### The request:
Reproduce the records below in their entirety, character for character.

Entries from a point annotation set:
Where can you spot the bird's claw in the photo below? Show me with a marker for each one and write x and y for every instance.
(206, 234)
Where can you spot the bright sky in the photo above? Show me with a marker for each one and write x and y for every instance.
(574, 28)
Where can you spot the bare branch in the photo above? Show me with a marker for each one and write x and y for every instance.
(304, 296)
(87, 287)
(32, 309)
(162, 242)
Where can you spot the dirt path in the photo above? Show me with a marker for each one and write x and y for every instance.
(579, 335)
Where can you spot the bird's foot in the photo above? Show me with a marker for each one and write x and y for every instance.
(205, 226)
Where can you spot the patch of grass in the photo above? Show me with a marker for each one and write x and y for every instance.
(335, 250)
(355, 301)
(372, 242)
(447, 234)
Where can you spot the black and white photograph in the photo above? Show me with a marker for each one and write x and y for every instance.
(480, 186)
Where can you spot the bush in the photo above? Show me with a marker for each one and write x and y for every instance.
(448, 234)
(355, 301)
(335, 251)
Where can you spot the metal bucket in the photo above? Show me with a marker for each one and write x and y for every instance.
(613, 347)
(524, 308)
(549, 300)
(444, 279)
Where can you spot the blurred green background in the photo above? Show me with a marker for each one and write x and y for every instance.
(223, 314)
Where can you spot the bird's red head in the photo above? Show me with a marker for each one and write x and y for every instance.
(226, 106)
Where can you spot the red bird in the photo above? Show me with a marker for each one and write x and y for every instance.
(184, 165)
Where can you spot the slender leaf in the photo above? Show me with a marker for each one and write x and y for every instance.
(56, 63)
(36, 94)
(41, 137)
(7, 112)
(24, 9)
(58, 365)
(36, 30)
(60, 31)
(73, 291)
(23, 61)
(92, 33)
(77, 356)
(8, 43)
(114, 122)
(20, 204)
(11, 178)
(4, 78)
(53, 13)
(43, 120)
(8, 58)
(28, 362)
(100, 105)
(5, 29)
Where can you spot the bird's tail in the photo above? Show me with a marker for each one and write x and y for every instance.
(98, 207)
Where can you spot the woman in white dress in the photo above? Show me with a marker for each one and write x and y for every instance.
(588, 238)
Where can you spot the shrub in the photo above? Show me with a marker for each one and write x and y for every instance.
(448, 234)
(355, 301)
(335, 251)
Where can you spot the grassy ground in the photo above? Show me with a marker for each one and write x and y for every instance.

### Output:
Where can you spot the bird's claw in the photo below? Show me with a marker for each one and write x and y for every instance.
(206, 234)
Where can you spot the bright sky in the photo above? Show me with a marker for each one and write x and y for every instance.
(574, 28)
Where can you spot the bare branch in the photo above? Show me with a marker for each one and write x and y for every instance.
(304, 296)
(87, 287)
(32, 309)
(162, 242)
Where can you spot the dirt path in the photo above? Show me with a marker for each one and write x and y for every instance.
(579, 335)
Where can you spot the bird's foot in the photo above? Show me with a marker for each one and write x and y for every instance.
(205, 226)
Where can you spot the patch of grass in the photo above? Show me with a marker for each one and write x and y for every instance.
(335, 250)
(355, 301)
(372, 242)
(447, 234)
Where can you spot the black and white photograph in the photo above? Show me with a marker for each one and write x and y for every instance.
(480, 186)
Where can you spot the bush in the photo above? Show me with a marker for each one and write x and y for every instance.
(448, 234)
(355, 301)
(335, 251)
Where can you spot the metal bucket in the photo above? Show me with a marker for each one and write x and y for every instance.
(613, 347)
(524, 308)
(549, 300)
(444, 279)
Where can you spot the blurred green background in the photo above? Show me with a marker for each one and write x and y for every instance.
(223, 314)
Where can you spot the bird's red head in the photo above? Show me with a marker for each one and write x and y for every instance.
(226, 106)
Where can you spot the red bird in the photo above? Show me with a marker for each one and write x and y for every instance.
(184, 165)
Where can you spot the slender leaf in the photo above? Show me with a marker for each one and write x and y for every instance.
(56, 63)
(36, 94)
(41, 137)
(7, 112)
(24, 9)
(58, 365)
(36, 30)
(60, 31)
(73, 291)
(23, 61)
(92, 33)
(77, 356)
(8, 43)
(114, 122)
(20, 204)
(11, 178)
(4, 78)
(53, 13)
(43, 120)
(8, 58)
(28, 362)
(100, 105)
(5, 29)
Where can you spot the bird's tail in the photo above? Show me with a marker for each one and write x and y for every instance.
(98, 207)
Where can you spot the woman in white dress in the photo above? Show me with a marker for each one and write x and y for every instance.
(588, 238)
Where can you spot the shrub in the photo above? Show me with a marker for each one and write x and y for every instance.
(448, 234)
(355, 301)
(335, 251)
Where can you spot the grassy ground in the photo above? Show me with a marker for each one and write x and y for every instance.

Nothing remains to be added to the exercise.